*Given records*
++++++++++++++++++++

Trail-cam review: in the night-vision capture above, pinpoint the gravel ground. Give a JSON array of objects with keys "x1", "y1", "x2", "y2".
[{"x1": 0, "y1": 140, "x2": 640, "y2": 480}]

++++++++++++++++++++

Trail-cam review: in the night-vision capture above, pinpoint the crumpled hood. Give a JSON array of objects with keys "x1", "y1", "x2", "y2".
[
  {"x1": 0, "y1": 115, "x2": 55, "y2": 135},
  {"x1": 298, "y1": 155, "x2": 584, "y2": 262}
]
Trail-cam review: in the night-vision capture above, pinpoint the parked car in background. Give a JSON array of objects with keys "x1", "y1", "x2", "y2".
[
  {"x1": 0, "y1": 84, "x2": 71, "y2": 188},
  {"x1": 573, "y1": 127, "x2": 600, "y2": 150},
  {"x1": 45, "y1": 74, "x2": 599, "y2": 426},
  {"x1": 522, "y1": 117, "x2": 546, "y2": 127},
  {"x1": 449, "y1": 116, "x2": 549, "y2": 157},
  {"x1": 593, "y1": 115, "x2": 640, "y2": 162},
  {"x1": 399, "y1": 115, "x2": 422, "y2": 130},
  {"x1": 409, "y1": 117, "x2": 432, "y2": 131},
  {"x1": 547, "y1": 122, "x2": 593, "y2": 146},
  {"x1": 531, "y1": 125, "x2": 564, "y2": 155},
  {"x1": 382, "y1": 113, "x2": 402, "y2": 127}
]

++++++++++++++++++++

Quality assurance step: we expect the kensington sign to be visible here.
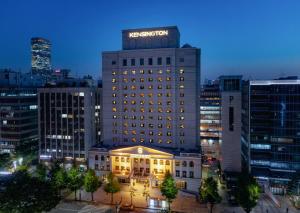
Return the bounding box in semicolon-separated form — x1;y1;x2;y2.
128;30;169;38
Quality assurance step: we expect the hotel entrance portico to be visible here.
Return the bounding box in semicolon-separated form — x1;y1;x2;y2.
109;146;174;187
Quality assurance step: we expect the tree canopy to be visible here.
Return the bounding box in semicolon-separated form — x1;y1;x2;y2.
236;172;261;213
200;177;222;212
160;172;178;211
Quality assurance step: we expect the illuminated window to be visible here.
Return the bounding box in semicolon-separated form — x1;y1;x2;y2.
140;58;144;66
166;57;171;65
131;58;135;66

++++++++++++++++++++

*What you should do*
Put the part of the listing that opens with the line containing "Quality assurance step: we expect the kensington" and closes with the line containing "131;58;135;66" into a Markdown table with the columns Row and Line, numbering each row and skipping blank lines. Leave the pictures out.

*Exercise output*
| Row | Line |
|---|---|
| 1 | Quality assurance step: we expect the kensington sign to be visible here. |
| 2 | Return the bounding box in semicolon-separated form — x1;y1;x2;y2. |
| 3 | 128;30;169;38 |
| 4 | Quality assurance step: we expect the hotel entrance portico to be visible here. |
| 5 | Return the bounding box in semicolon-separated form — x1;y1;x2;y2. |
| 6 | 109;146;174;187 |
| 7 | Quality assurance step: we expect the tree canopy to be visible here. |
| 8 | Return the bounding box in semicolon-separated form — x1;y1;x2;y2. |
| 9 | 236;172;261;213 |
| 10 | 200;177;222;212 |
| 11 | 160;172;178;211 |
| 12 | Quality assurance step: we expect the illuminated window to be visible here. |
| 13 | Return the bounding box in semicolon-separated form — x1;y1;x2;y2. |
| 14 | 140;58;144;66 |
| 15 | 166;57;171;65 |
| 16 | 131;58;135;66 |